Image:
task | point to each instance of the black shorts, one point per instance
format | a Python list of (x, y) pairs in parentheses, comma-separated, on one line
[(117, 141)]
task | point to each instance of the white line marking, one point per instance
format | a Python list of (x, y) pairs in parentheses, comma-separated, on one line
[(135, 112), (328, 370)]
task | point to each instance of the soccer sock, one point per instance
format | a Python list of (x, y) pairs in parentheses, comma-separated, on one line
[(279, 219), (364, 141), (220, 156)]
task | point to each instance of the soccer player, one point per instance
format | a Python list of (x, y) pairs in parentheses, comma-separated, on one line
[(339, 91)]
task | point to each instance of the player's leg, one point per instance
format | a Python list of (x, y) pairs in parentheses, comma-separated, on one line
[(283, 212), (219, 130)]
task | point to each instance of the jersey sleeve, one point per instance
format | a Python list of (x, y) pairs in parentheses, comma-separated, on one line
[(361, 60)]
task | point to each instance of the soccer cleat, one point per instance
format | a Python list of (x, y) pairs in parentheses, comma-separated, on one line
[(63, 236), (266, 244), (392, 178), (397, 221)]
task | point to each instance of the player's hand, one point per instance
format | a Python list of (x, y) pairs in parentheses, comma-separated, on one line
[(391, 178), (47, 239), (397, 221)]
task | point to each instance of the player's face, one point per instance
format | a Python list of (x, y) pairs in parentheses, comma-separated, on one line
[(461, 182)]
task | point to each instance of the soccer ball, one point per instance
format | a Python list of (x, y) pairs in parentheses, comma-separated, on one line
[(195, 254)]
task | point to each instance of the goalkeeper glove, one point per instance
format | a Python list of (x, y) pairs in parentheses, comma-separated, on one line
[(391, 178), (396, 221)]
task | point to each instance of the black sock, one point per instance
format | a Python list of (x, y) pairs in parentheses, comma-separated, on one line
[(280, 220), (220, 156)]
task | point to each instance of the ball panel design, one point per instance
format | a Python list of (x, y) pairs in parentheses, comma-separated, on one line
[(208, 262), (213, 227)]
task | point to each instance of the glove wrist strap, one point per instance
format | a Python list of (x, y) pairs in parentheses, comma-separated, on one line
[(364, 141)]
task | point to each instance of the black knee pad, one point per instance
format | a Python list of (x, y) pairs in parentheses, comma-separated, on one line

■ Set problem: Rewrite the material above starting at the line containing "task | point to each instance of the player's hand, one" and ending at the line containing "[(391, 178), (396, 221)]", both included. Keep every line, and offset each x and y coordinate in the answer lists by adding 112.

■ Output for this exercise:
task | point to each instance of the player's hand, one point per instance
format | a Python list of (x, y) pairs in parentheses, comma-separated, on one line
[(503, 290), (159, 351), (509, 333)]
task | point to each instance of the player's face, one point per instance
format | a Python list of (x, y) pairs in parentheses, comma-separated, on one line
[(573, 294)]
task | point to each instance of the soccer ball, one point per instance
format | a Python list of (x, y) pairs in parentheses, comma-separated, on one line
[(307, 366)]
task | point to each instance of the goalkeeper glove, one point per instance
format | a Python list of (x, y) pairs in parentheses, comma-separated, on one line
[(503, 290), (508, 333)]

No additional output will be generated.